- Your objective -
Pull out, unchanged, every row below that contains the string "metal". Case counts, so only matches with the same capitalization qualify.

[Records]
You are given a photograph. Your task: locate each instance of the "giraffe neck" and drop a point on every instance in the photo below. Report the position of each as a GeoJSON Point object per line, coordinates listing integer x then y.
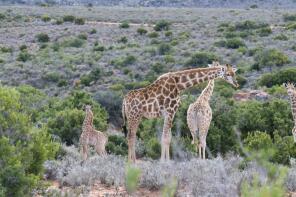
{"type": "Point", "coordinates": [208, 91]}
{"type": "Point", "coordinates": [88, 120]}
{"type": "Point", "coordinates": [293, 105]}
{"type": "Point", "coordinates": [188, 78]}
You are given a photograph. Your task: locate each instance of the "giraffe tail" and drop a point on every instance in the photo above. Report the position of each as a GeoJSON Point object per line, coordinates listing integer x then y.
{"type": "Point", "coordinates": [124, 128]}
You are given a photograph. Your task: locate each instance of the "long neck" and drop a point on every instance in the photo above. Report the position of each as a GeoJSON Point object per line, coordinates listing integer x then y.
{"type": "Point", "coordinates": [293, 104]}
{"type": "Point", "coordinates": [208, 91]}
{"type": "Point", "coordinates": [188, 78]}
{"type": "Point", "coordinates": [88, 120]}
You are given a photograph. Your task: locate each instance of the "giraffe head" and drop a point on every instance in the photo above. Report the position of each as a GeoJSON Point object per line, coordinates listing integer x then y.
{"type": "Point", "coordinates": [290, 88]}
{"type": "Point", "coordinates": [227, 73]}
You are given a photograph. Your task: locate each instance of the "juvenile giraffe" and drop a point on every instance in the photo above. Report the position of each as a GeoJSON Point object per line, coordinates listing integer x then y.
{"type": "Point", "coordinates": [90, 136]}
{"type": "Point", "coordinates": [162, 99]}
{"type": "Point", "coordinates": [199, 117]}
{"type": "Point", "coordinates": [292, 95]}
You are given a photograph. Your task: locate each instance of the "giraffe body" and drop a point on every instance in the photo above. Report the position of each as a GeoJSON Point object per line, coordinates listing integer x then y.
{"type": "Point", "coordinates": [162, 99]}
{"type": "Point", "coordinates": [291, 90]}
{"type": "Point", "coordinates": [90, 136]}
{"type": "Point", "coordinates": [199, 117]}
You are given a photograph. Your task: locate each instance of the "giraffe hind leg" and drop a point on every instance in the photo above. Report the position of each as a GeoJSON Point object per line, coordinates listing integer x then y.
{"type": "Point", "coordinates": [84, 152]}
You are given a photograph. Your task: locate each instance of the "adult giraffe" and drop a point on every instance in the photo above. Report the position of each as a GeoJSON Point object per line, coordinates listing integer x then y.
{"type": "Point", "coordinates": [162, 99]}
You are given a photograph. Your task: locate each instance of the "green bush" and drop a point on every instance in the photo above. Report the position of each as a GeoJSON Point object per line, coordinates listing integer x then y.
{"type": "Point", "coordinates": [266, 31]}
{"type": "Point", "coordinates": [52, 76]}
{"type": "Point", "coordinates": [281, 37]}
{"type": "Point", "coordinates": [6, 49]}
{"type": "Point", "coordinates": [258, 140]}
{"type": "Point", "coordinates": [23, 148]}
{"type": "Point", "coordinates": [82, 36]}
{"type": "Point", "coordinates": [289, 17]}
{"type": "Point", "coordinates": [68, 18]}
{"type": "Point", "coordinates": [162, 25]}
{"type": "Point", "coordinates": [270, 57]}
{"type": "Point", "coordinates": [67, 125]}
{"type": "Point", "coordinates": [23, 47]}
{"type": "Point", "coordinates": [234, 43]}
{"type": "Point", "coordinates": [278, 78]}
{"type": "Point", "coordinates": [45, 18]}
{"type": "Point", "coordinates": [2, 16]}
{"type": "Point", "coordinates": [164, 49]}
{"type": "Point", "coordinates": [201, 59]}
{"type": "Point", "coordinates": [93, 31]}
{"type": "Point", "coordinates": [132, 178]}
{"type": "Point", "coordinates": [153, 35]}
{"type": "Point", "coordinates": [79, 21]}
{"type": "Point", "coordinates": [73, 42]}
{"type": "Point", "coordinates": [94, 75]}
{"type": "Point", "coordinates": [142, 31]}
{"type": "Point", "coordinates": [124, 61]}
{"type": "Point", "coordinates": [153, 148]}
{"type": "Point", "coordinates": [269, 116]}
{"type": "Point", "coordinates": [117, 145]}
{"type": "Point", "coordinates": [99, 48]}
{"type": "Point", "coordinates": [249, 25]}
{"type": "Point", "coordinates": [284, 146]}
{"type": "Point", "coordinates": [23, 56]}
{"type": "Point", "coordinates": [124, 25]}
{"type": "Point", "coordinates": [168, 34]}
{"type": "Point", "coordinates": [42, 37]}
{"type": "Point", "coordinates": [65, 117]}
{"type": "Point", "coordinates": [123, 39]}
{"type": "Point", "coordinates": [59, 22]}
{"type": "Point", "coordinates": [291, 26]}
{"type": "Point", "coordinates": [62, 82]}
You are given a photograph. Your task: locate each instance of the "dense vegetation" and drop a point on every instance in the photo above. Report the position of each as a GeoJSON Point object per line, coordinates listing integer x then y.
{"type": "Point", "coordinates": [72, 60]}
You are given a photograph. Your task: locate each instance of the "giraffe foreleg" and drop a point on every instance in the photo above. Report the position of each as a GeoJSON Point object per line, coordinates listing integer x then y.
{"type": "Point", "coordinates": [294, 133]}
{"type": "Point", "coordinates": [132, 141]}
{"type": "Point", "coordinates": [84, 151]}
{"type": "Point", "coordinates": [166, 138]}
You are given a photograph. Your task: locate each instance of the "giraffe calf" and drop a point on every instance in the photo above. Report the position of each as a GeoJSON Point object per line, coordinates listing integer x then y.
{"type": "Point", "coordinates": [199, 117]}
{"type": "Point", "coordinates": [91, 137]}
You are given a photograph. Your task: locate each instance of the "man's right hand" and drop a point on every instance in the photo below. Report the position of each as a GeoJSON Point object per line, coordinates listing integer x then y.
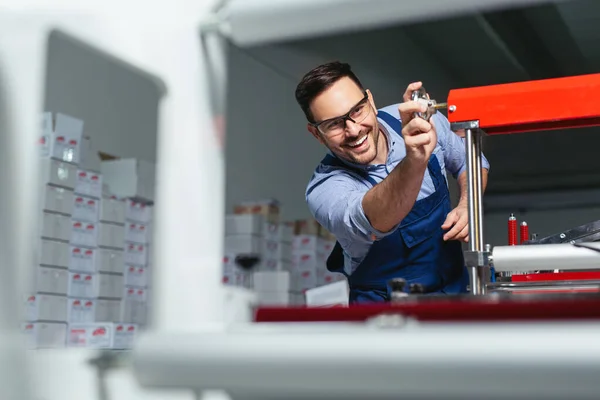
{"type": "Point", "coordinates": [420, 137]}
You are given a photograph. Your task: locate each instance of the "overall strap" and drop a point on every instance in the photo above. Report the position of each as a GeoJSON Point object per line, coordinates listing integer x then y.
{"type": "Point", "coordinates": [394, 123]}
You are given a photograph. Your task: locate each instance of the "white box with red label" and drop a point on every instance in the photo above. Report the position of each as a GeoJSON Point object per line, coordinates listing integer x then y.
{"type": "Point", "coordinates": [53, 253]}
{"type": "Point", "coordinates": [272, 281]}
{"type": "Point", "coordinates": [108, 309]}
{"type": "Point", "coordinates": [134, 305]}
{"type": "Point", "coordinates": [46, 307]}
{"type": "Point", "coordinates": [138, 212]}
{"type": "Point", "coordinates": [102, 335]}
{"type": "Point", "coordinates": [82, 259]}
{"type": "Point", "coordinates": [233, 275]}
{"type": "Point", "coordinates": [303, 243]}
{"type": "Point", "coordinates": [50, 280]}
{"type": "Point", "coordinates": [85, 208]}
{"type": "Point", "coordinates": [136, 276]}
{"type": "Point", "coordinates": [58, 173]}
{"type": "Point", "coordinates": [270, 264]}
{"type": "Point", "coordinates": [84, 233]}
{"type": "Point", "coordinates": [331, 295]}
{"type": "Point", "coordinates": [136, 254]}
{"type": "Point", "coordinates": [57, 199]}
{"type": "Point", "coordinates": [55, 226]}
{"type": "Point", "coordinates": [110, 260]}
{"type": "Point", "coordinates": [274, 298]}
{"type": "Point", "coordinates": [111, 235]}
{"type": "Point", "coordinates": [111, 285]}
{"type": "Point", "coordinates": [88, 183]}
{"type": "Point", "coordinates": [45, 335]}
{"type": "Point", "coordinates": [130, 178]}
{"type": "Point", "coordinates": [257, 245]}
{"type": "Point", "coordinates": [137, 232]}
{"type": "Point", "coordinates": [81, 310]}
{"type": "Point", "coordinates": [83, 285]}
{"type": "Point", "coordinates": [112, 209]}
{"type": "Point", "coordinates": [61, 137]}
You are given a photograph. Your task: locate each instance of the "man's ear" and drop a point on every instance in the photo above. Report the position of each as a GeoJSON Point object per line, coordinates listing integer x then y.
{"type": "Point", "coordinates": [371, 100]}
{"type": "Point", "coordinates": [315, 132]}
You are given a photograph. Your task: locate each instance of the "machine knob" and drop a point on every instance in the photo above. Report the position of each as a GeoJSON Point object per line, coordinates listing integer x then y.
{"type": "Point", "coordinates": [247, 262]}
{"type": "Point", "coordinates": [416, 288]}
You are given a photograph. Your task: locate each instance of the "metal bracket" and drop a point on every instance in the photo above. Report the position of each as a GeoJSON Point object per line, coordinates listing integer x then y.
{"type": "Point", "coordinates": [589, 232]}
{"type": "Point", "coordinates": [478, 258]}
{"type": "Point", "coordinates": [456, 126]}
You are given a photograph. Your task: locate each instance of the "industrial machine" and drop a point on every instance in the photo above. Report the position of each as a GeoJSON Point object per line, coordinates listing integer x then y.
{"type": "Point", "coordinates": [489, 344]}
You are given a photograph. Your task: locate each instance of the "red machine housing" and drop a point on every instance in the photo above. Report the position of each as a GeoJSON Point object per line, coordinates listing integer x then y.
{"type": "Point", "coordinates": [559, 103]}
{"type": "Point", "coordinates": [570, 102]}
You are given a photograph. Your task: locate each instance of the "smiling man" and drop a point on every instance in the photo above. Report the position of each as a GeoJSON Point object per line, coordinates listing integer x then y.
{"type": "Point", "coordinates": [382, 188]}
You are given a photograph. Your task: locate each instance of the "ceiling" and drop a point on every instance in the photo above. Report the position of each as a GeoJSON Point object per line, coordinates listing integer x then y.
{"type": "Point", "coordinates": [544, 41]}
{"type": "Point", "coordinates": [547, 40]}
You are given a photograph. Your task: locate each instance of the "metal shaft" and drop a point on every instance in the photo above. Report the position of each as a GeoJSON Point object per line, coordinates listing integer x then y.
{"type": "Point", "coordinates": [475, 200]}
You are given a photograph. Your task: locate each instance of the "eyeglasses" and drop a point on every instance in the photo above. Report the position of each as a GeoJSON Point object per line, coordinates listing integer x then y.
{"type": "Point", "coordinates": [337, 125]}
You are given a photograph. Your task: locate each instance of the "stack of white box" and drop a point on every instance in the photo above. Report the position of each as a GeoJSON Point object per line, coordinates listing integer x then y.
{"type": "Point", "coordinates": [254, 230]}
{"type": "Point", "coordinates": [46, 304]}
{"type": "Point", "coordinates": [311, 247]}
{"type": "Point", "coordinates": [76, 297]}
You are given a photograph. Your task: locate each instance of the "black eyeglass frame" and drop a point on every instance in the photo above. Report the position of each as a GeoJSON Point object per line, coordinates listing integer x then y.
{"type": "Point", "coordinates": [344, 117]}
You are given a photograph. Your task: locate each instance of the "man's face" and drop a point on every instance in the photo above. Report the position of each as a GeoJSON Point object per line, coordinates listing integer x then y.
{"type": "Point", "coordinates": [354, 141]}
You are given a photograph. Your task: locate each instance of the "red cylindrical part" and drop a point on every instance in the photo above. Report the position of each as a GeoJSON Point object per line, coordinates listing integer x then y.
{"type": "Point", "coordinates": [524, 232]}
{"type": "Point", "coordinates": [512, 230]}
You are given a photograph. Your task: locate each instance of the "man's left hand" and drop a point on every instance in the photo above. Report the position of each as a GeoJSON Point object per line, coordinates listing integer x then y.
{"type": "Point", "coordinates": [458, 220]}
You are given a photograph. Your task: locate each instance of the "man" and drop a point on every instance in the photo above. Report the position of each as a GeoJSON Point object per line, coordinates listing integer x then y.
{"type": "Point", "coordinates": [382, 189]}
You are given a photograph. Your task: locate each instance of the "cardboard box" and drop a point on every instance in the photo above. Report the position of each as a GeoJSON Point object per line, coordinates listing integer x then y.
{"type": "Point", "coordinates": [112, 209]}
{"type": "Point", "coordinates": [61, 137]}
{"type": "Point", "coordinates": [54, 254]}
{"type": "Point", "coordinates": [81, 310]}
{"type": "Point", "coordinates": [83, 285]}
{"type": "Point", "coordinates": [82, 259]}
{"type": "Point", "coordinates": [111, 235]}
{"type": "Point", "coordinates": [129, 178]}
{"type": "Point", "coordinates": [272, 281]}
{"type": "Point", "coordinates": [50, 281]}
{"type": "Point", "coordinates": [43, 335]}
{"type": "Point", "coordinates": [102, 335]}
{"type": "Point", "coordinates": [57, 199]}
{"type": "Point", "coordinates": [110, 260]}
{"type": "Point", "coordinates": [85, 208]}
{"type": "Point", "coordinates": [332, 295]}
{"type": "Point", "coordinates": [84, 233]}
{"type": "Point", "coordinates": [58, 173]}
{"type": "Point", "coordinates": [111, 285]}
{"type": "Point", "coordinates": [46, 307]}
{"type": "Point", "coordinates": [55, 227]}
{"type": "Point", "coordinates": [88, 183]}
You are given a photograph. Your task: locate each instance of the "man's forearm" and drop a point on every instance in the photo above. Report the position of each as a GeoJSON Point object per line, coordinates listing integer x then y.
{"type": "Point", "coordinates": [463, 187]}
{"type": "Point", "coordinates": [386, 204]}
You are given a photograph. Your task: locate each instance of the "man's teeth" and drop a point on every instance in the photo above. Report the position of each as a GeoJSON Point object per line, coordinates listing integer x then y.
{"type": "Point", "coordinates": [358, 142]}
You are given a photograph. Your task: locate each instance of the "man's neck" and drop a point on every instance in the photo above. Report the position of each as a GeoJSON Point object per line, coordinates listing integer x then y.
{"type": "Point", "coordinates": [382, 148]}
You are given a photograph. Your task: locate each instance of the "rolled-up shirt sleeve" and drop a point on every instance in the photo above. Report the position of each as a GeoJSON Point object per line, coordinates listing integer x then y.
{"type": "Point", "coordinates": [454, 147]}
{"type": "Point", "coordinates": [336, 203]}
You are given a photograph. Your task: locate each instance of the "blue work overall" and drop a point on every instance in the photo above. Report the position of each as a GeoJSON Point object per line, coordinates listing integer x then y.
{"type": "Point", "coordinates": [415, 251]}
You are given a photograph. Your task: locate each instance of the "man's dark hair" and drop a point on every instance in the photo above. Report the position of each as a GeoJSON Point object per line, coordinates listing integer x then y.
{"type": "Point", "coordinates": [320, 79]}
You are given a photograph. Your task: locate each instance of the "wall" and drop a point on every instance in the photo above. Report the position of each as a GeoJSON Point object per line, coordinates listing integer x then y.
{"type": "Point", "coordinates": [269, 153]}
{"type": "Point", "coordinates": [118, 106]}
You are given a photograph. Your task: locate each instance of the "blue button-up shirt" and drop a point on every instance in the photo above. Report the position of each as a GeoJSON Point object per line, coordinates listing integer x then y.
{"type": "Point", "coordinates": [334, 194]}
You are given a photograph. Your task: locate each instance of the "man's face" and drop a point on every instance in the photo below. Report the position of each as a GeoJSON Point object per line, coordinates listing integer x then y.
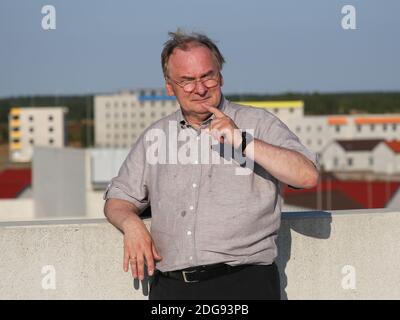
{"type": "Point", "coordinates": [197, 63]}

- Final answer -
You are given a photograph. Your task: locate each instance of the "metal bracket" and drop a point on every instance in the photo above. Report the position of each as a GeoJSON Point object per line, coordinates listing integer x then y.
You are given a photograph. Your task: locate each instance of the "metal shaft" and drop a point on every instance in the photo above. Report the position of each as a GeoJSON Point object per line, coordinates listing integer x then y.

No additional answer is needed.